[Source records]
%%
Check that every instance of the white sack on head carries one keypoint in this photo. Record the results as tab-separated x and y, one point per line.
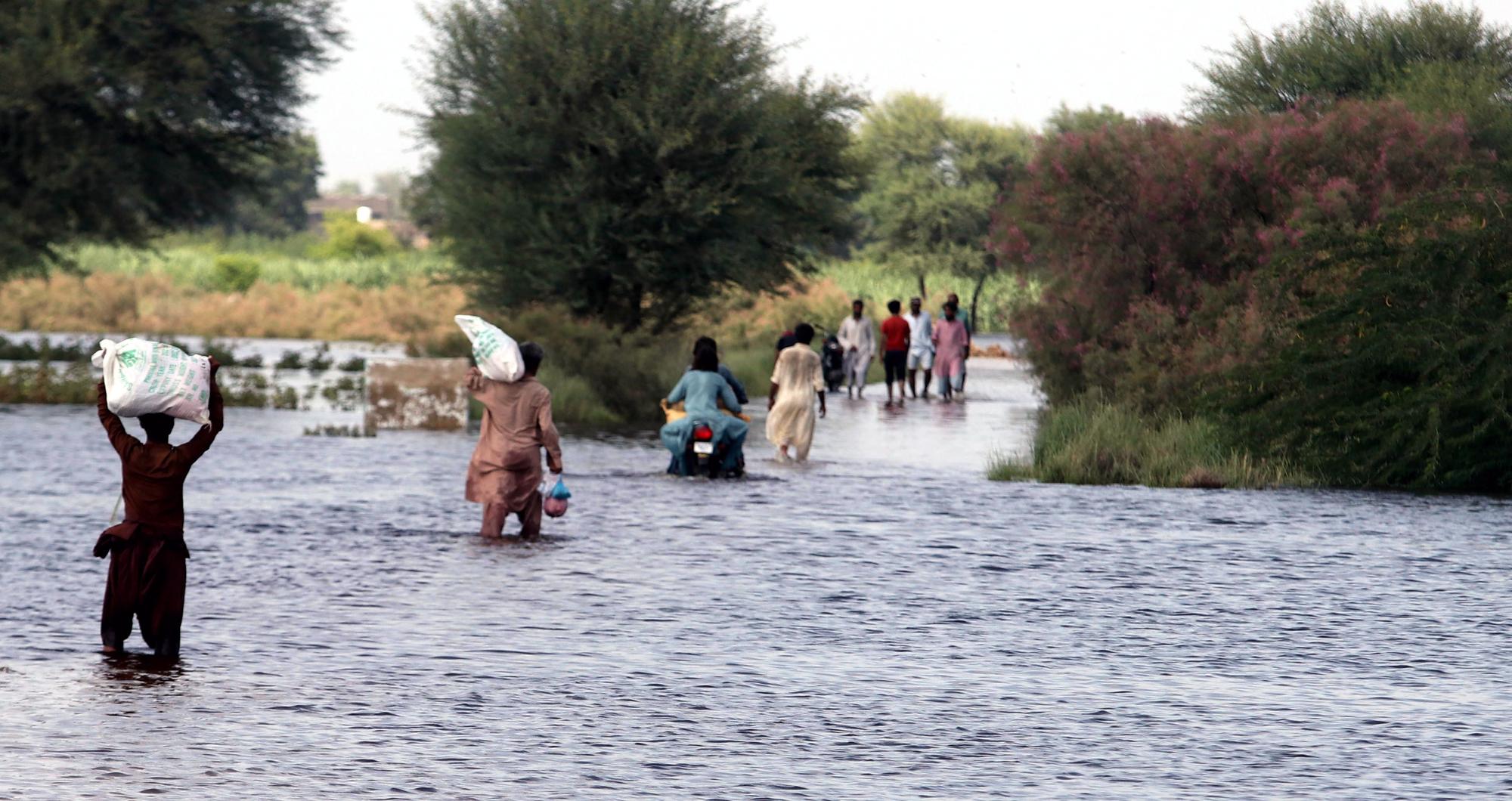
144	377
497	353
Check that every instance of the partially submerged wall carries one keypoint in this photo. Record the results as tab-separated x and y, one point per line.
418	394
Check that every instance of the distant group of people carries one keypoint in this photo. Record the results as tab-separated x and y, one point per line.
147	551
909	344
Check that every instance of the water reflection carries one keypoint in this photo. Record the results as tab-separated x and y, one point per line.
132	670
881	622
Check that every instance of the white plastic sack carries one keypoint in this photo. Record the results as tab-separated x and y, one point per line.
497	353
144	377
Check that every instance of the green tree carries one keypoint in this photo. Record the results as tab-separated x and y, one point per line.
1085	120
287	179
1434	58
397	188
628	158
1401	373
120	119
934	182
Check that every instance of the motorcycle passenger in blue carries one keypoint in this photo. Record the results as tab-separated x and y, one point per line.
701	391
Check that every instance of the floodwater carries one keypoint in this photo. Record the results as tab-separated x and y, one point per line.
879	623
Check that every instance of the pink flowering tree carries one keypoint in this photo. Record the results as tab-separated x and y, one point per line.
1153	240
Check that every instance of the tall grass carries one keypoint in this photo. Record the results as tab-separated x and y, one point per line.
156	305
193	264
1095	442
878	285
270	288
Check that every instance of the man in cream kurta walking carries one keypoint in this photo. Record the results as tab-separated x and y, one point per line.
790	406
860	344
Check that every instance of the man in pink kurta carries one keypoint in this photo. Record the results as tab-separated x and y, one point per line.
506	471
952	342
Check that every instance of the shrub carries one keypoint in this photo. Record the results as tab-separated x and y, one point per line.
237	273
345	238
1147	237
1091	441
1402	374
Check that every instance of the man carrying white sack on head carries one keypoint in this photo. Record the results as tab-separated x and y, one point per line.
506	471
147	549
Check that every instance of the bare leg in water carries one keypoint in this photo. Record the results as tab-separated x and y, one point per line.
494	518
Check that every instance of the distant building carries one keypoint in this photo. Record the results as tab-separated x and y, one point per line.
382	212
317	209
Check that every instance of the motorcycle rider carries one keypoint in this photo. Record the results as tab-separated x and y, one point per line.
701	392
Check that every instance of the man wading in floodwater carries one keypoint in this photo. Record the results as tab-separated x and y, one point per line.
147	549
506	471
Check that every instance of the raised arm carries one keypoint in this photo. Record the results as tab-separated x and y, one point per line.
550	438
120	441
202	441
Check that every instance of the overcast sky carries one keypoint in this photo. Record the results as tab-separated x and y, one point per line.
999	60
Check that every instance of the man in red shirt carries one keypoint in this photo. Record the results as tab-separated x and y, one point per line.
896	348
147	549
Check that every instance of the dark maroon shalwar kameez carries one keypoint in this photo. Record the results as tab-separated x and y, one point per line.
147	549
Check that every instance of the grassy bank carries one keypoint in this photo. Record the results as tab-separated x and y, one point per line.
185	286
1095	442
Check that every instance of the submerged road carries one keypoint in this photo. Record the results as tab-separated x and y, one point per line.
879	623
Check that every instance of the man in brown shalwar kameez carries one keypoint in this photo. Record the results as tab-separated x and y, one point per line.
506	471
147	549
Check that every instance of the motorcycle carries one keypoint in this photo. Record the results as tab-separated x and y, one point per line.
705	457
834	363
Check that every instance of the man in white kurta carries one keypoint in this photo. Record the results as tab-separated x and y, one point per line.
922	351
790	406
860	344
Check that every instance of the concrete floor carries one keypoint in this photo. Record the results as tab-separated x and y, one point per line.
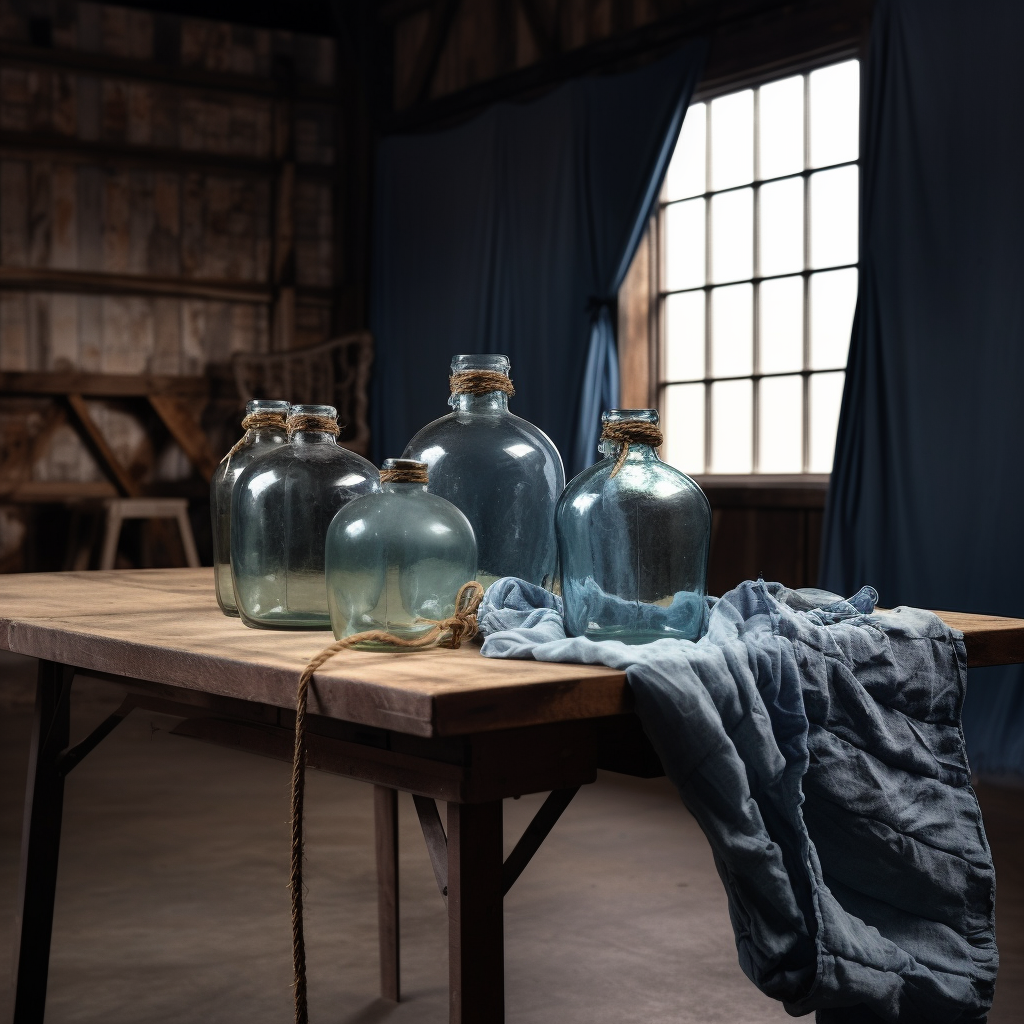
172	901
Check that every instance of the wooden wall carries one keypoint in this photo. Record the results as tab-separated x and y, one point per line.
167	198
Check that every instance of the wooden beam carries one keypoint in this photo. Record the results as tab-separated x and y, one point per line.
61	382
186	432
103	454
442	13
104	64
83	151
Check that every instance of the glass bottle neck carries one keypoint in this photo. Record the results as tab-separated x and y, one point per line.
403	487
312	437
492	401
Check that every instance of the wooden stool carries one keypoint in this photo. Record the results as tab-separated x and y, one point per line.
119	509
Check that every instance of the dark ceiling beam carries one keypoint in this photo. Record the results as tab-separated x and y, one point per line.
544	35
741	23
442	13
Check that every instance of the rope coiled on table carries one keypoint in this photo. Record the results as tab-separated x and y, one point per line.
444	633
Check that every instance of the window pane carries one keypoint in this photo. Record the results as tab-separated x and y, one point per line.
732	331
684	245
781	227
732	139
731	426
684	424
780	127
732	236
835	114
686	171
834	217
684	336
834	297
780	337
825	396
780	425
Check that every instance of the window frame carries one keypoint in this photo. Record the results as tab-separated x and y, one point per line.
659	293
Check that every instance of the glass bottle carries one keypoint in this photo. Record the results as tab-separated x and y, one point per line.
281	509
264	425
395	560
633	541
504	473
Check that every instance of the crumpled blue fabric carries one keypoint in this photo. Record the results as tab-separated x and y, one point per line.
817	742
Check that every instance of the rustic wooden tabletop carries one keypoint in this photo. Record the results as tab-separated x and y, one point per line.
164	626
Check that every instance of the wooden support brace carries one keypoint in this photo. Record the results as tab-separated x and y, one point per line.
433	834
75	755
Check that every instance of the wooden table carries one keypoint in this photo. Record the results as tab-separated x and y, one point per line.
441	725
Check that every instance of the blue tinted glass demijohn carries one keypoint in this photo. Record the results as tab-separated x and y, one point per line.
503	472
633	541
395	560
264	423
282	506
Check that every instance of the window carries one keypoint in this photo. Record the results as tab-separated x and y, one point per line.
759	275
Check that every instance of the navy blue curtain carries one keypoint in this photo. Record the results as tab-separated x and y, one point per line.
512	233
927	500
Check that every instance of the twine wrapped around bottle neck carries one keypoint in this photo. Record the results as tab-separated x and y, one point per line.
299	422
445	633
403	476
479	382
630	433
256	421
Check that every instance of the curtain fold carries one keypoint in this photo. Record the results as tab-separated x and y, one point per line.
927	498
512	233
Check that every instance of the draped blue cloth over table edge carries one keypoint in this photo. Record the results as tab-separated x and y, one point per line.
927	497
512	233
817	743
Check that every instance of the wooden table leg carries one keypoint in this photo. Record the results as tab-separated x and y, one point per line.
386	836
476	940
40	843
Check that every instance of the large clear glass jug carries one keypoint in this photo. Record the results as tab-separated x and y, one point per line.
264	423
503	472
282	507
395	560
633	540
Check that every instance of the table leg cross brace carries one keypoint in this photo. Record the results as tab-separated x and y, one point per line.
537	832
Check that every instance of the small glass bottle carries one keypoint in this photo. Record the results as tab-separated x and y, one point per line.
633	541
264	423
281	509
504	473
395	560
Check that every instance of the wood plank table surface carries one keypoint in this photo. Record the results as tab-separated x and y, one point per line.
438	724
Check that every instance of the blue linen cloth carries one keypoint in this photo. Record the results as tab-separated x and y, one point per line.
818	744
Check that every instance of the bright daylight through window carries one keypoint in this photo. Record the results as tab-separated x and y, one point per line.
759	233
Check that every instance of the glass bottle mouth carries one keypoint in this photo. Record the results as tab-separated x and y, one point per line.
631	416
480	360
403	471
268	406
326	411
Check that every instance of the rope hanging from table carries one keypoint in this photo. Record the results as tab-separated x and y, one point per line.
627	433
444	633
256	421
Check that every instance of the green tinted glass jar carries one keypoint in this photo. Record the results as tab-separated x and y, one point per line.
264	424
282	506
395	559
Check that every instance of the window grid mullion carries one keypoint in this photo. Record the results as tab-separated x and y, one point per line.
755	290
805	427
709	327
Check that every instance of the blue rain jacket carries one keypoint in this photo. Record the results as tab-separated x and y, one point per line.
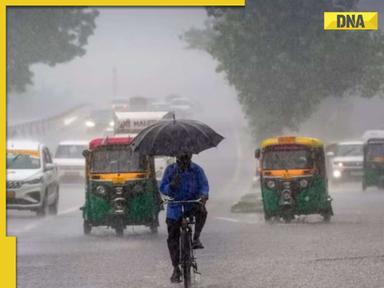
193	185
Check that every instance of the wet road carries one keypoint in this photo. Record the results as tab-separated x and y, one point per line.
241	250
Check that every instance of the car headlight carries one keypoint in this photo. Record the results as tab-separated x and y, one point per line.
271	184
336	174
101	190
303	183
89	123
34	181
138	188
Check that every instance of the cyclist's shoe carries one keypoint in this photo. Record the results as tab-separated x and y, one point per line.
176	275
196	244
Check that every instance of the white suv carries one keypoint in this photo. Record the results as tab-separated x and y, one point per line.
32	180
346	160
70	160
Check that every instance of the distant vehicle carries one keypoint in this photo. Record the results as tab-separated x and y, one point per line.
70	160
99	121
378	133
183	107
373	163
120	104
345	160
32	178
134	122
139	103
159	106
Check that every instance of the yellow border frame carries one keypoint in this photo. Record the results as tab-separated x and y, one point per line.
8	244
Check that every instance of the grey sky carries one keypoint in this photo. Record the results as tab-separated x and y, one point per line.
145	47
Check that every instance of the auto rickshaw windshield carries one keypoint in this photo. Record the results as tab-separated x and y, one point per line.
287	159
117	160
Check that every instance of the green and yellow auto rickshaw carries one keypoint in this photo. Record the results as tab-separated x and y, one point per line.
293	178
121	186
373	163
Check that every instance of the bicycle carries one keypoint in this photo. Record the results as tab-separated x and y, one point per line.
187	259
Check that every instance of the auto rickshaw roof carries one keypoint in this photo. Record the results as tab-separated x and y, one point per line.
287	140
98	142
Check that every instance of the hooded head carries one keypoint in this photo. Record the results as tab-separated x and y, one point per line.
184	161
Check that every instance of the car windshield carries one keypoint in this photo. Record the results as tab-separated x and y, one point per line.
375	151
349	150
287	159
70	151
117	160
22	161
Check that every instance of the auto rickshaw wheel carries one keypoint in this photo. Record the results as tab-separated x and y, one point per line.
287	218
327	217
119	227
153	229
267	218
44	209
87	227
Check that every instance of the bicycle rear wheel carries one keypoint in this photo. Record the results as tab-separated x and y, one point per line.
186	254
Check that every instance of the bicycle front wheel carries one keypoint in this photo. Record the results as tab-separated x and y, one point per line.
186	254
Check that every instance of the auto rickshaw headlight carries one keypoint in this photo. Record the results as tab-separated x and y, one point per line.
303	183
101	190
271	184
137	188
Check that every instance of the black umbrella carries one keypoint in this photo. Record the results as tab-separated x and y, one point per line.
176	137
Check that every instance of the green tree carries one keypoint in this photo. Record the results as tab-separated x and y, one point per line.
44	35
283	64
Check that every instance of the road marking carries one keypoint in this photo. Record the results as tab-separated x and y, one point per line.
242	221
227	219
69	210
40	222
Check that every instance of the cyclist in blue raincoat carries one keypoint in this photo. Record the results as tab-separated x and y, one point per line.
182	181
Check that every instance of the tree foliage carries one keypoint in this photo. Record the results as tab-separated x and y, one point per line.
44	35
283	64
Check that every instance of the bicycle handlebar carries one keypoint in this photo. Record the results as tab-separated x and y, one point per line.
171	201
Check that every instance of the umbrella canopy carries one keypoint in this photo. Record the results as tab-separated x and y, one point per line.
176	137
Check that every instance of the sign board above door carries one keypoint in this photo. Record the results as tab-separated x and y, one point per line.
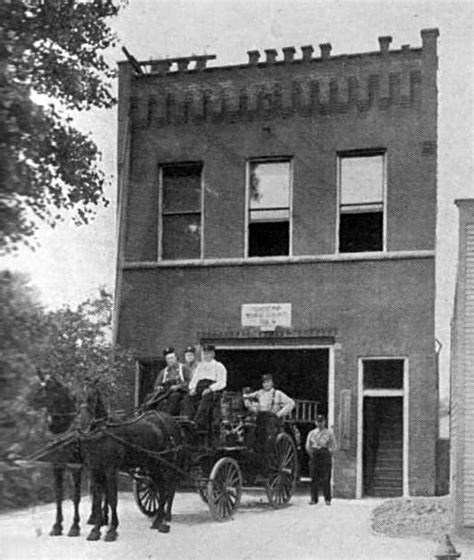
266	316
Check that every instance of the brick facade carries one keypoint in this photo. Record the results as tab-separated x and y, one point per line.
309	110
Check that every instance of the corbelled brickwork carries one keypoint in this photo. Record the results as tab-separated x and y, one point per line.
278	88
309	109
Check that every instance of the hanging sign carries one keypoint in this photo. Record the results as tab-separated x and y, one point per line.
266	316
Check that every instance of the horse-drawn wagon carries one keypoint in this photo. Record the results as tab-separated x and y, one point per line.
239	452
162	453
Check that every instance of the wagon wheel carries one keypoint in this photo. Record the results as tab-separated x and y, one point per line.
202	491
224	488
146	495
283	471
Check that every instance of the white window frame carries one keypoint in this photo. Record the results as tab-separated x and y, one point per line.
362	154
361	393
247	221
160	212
%%
TASK BRIEF ->
Before answering, please find the line containing "Check that every instance of the umbrella" above, then copy exactly from it through the last line of the entries, both included, without pictures.

TASK ANSWER ->
Check that every instance of the umbrella canopy carries one keypoint in this photo. Record the results as tab-separated x and y, one point per line.
176	137
Check that every instance of the sign board above door carries one keypoint in this photo. Record the results as tab-separated x and y, one point per line.
266	316
Check that every instance of the brick facade carries one keypoint in this photo. Record the results as tab-separated x and y, one point per line.
309	110
Check that every instance of the corbelled brickwork carries one keypoint in this photo. Record the results as tab-separated x and y, one point per line.
278	88
309	109
Check that every instance of the hanging sign carries one keypoint in this photo. Record the results as tab-separated x and y, one point per line.
266	316
Check that every instance of the horse-drawn wagon carries one keypoint in this photo. Record the results as tab-separated x and y, one point per line.
239	452
162	453
Check that every instance of the wagon wheel carries one keypoint in this photo. Record the results as tab-separated x and y, one point per line.
202	491
224	488
146	495
283	471
Check that every instance of the white window frame carries one keypoint in this photo. Record the results as tab-separated x and y, one point per line.
362	154
361	393
247	221
160	212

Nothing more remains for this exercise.